◆ Extracted entries

══════════

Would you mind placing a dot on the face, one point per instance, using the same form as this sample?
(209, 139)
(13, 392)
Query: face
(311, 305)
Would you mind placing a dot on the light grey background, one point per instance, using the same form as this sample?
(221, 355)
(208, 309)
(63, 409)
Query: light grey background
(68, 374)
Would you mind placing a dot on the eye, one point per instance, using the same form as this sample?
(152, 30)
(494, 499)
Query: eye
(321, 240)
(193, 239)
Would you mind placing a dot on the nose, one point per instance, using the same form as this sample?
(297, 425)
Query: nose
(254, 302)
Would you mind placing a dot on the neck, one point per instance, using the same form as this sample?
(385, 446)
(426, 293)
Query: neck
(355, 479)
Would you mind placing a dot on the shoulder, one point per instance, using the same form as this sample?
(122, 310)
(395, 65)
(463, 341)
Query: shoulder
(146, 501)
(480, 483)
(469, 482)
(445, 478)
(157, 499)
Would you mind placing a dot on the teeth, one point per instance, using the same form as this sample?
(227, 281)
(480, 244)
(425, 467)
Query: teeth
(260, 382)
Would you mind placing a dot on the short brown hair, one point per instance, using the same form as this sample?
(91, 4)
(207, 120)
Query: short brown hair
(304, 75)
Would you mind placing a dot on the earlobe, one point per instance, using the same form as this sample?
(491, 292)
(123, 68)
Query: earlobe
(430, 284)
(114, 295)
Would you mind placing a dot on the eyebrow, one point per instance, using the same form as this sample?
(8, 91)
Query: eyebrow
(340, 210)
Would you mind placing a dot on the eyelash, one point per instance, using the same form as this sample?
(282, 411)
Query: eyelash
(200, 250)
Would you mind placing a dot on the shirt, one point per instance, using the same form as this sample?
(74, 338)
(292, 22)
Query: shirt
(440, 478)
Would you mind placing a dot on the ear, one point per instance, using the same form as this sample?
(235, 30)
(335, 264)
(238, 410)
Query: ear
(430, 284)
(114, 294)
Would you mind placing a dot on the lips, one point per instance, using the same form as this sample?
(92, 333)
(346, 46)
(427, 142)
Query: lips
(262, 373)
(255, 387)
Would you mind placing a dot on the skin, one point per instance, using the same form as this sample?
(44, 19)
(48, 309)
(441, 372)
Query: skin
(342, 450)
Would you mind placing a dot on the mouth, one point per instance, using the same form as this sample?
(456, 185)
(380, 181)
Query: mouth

══════════

◆ Task description
To answer, copy each line from the material above that has the word "mouth".

◆ Solution for this task
Would you mind placing a dot on the mouth, one point per instance, using the same form as this sample?
Query: mouth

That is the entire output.